■ EXERCISE INSTRUCTIONS ■
Would you set down the data that follows, word for word, without any pictures?

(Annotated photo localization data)

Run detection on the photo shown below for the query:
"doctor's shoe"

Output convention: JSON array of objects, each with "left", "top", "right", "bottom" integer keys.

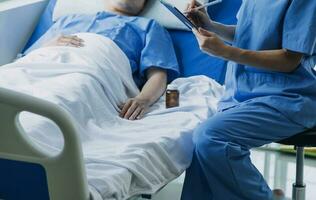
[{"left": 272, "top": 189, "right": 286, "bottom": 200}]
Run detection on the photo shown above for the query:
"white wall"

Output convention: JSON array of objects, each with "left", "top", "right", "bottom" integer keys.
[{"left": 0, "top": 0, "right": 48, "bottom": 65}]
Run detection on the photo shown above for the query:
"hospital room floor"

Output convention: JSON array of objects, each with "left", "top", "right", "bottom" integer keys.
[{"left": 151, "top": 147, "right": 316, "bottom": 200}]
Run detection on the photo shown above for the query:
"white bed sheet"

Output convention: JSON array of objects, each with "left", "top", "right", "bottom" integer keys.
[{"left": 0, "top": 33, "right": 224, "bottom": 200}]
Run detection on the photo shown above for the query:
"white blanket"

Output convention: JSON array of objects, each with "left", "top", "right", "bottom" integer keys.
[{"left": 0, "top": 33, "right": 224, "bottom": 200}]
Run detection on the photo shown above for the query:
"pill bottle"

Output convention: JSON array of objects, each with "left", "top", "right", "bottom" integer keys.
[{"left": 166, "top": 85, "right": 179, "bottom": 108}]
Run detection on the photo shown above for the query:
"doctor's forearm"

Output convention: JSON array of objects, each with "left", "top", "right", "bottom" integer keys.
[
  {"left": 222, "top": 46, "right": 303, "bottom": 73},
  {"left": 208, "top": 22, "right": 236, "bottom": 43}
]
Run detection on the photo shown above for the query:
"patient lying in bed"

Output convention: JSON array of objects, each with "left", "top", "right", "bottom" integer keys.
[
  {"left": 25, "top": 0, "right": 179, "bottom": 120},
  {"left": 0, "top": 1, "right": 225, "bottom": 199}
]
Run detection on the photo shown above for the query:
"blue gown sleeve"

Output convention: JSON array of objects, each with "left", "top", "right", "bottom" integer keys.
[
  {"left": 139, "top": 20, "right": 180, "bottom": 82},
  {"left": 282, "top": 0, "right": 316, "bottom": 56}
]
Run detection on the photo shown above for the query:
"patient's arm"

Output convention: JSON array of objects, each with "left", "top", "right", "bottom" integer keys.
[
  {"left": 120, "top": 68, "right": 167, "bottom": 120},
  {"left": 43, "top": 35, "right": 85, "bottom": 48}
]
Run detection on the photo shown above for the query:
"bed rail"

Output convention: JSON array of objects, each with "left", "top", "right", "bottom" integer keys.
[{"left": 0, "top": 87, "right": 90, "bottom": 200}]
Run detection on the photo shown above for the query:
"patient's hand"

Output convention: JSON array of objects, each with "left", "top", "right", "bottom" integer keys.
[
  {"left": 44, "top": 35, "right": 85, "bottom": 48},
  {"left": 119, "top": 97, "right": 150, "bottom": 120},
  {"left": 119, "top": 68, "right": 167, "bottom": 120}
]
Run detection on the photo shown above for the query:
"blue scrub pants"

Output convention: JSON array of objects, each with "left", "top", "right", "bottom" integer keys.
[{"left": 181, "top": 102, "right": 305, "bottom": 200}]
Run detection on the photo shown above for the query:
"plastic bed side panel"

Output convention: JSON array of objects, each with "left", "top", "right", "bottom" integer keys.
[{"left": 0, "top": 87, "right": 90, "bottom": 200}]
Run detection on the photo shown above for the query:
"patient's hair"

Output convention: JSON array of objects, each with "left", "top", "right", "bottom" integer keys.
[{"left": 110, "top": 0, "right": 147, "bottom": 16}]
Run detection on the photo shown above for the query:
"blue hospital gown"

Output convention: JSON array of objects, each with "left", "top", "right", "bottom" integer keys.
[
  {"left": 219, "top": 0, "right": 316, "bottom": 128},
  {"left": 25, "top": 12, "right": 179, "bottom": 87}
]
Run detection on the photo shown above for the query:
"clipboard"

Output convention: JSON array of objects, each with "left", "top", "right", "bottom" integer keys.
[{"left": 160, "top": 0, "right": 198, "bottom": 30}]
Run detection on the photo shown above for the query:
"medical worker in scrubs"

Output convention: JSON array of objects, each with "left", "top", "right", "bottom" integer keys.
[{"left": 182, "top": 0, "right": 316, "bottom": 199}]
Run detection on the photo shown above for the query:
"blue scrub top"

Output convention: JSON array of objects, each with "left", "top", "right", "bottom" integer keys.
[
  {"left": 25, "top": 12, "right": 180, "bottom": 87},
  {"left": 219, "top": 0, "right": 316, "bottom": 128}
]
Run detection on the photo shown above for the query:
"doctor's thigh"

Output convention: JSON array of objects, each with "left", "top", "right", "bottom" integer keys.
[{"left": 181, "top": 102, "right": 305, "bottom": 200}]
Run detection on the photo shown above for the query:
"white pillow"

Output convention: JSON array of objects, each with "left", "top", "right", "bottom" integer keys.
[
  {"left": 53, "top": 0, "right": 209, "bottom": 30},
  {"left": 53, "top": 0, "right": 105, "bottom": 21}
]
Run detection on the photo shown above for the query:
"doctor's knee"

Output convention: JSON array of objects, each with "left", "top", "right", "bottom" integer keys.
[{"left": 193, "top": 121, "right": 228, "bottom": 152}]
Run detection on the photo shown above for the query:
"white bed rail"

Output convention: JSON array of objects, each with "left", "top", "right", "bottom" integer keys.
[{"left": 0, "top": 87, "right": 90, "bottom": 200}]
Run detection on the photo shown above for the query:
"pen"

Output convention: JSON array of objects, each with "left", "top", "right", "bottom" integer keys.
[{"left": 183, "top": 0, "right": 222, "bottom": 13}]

■ YOUR RESPONSE ■
Run detection on the photo shown below for the query:
"doctor's shoe"

Output convention: JSON array of objects, each with "left", "top", "right", "bottom" integer keys.

[{"left": 272, "top": 189, "right": 286, "bottom": 200}]
Run detection on the photo shown above for the query:
"white wall"

Output convention: JSON array of objects, each with "left", "top", "right", "bottom" integer keys.
[{"left": 0, "top": 0, "right": 48, "bottom": 65}]
Run detection on the photo shown above for the query:
"hospital room floor"

Output convention: JSON array of objects, each with "left", "top", "right", "bottom" integer keys.
[{"left": 151, "top": 147, "right": 316, "bottom": 200}]
Run detection on the photo shown above for the query:
"white bed sheet"

Output convention: JSON array of objects, each with "left", "top", "right", "bottom" integer keys.
[{"left": 0, "top": 33, "right": 224, "bottom": 200}]
Run detection on the photo shown above for the query:
"white blanket"

Output convention: JSON array of objects, each with "left", "top", "right", "bottom" integer keys.
[{"left": 0, "top": 33, "right": 224, "bottom": 200}]
Run detection on the photo shown above for the query:
"pill bottle"

Output convention: JSON array of objects, each with "left", "top", "right", "bottom" integer keys.
[{"left": 166, "top": 85, "right": 179, "bottom": 108}]
Run detection on the photo shown above for the query:
"doctor's forearm"

Output convention: JSON array of objects, each with "left", "top", "right", "bottom" integer keys.
[
  {"left": 222, "top": 46, "right": 303, "bottom": 73},
  {"left": 208, "top": 22, "right": 236, "bottom": 43}
]
Run detection on the photo shown above for the query:
"patient lying in bed"

Output convention: JSON array of objects, each with "left", "top", "right", "bottom" integer keys.
[
  {"left": 25, "top": 0, "right": 179, "bottom": 120},
  {"left": 0, "top": 1, "right": 225, "bottom": 199}
]
Run detection on the photo shown above for the query:
"blue gown sleeve"

Output convention: JSON array of objects, each with "left", "top", "right", "bottom" integer keys.
[
  {"left": 139, "top": 20, "right": 180, "bottom": 82},
  {"left": 282, "top": 0, "right": 316, "bottom": 56}
]
Run detection on the photo shown above for the query:
"patient's arm"

Output convention: JSON array of objects, each with "left", "top", "right", "bottom" integer keys.
[
  {"left": 120, "top": 68, "right": 167, "bottom": 120},
  {"left": 43, "top": 35, "right": 85, "bottom": 48}
]
Run detection on the photo shown above for the query:
"bed rail"

Output convention: JSON array of objects, each with "left", "top", "right", "bottom" integer keys.
[{"left": 0, "top": 87, "right": 90, "bottom": 200}]
Run detection on the photo shown above for the query:
"patient's hand"

Output convention: JSON array of objects, each with "left", "top", "right", "bottom" integer keys.
[
  {"left": 44, "top": 35, "right": 85, "bottom": 48},
  {"left": 119, "top": 97, "right": 150, "bottom": 120},
  {"left": 119, "top": 68, "right": 167, "bottom": 120}
]
Run detection on the photo shown above for the query:
"blue scrub pants"

Output convention: JSON array of objects, each with "left", "top", "right", "bottom" integer keys.
[{"left": 181, "top": 102, "right": 305, "bottom": 200}]
Run detection on the photo shown above for the query:
"plastic bed side panel"

Output convention: JSON array of objects, each with "left", "top", "right", "bottom" integer keys.
[{"left": 0, "top": 87, "right": 90, "bottom": 200}]
Run detection on the photo shown above for the query:
"patient's hair"

Output convention: JSON array of objects, each with "left", "top", "right", "bottom" integer keys.
[{"left": 110, "top": 0, "right": 147, "bottom": 16}]
Run detection on the photo shown above for the query:
"blue hospital gown"

Output convention: JSON array of objects, each with "left", "top", "right", "bottom" integer keys.
[
  {"left": 219, "top": 0, "right": 316, "bottom": 128},
  {"left": 25, "top": 12, "right": 179, "bottom": 87}
]
Run detection on the photo shown above for the query:
"clipboard"

Output convention: JSON array of objects, each with "left", "top", "right", "bottom" integer keys.
[{"left": 160, "top": 0, "right": 198, "bottom": 30}]
Run detection on the photo shown above for the query:
"medical worker in scrubs"

Output convention: JSON array of objects, each with "left", "top", "right", "bottom" integer keys.
[{"left": 182, "top": 0, "right": 316, "bottom": 199}]
Run detection on the photo shown above for the query:
"blue scrub top"

Output convention: JSON array of objects, each with "left", "top", "right", "bottom" integer keys.
[
  {"left": 25, "top": 12, "right": 180, "bottom": 87},
  {"left": 219, "top": 0, "right": 316, "bottom": 128}
]
Run detection on the photo shown above for the query:
"doctor's thigh"

Output convention: JSON array of objects, each with "left", "top", "right", "bottom" integer keys.
[{"left": 181, "top": 102, "right": 305, "bottom": 200}]
Run detection on the photo shown above for the query:
"white pillow"

Output convention: JSON array of objects, each with "left", "top", "right", "bottom" integer keys.
[
  {"left": 53, "top": 0, "right": 209, "bottom": 30},
  {"left": 53, "top": 0, "right": 105, "bottom": 21}
]
Run detection on the photo shown above for the query:
"doctor's knee"

Output convention: JSON array of objects, each with "left", "top", "right", "bottom" integer keys.
[{"left": 193, "top": 121, "right": 228, "bottom": 152}]
Run detection on the photo shown above for the query:
"white bed rail"

Output convention: JSON array of objects, each with "left", "top", "right", "bottom" integer keys.
[{"left": 0, "top": 87, "right": 90, "bottom": 200}]
Run detection on the photo shown above for the query:
"pen"

Output convention: JSON array of objects, each with "left", "top", "right", "bottom" integer keys.
[{"left": 183, "top": 0, "right": 222, "bottom": 13}]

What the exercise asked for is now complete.